> [TASK DIRECTIONS]: Among the lines below, take the one holding "positive clicks: (129, 5) (127, 3) (128, 4)", the one holding "positive clicks: (52, 63)", and all lines between them. Set them down exactly.

> [SUPPLIED INFORMATION]:
=====
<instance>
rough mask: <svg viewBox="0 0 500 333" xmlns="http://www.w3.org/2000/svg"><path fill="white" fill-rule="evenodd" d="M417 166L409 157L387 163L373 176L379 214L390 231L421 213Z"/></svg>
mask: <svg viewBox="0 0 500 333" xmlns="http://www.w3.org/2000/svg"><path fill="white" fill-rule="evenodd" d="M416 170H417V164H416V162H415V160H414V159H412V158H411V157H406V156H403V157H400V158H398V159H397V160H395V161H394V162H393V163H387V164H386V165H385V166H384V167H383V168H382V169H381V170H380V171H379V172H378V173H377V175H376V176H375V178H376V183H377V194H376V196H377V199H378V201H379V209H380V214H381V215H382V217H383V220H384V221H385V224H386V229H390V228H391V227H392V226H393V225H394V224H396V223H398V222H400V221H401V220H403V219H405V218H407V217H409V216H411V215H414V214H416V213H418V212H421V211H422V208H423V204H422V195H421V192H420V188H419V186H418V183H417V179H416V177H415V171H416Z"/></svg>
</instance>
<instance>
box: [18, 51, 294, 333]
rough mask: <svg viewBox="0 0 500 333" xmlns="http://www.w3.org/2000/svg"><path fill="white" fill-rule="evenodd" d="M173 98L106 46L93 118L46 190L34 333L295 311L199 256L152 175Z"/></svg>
=====
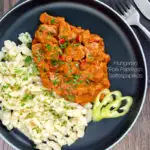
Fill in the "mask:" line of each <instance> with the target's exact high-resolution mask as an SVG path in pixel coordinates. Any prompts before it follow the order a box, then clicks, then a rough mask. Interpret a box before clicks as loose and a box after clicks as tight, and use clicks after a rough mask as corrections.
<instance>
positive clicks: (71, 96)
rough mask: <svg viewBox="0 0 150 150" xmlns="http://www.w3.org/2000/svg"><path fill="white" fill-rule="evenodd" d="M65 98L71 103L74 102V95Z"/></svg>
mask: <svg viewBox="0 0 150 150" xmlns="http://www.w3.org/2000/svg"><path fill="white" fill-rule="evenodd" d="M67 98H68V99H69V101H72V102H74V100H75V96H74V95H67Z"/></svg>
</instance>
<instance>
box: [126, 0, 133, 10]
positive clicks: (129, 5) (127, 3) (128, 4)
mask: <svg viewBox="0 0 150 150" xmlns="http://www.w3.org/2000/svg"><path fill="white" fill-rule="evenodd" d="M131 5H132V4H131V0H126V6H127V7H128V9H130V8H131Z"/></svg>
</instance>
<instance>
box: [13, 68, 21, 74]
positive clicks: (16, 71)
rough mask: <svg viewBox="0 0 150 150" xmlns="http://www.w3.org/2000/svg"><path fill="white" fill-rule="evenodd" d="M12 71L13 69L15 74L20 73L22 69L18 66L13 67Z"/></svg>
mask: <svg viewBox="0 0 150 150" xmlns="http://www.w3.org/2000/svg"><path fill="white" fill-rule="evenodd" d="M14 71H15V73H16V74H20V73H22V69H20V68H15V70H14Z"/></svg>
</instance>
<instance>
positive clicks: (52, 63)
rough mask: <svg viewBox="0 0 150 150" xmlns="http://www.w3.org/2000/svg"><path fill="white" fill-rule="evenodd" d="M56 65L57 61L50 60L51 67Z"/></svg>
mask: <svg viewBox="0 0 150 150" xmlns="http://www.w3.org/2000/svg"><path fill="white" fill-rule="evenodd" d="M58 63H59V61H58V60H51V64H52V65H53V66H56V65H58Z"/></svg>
=====
> [SOLUTION FOR THIS EXERCISE]:
positive clicks: (129, 5) (127, 3) (128, 4)
mask: <svg viewBox="0 0 150 150" xmlns="http://www.w3.org/2000/svg"><path fill="white" fill-rule="evenodd" d="M131 5H132V4H131V0H126V6H127V7H128V9H130V8H131Z"/></svg>
</instance>
<instance>
box: [13, 68, 21, 74]
positive clicks: (16, 71)
rough mask: <svg viewBox="0 0 150 150" xmlns="http://www.w3.org/2000/svg"><path fill="white" fill-rule="evenodd" d="M12 71L13 69L15 74L20 73L22 69L18 66L13 67Z"/></svg>
mask: <svg viewBox="0 0 150 150" xmlns="http://www.w3.org/2000/svg"><path fill="white" fill-rule="evenodd" d="M14 71H15V73H16V74H20V73H22V69H20V68H15V70H14Z"/></svg>
</instance>
<instance>
positive clicks: (52, 63)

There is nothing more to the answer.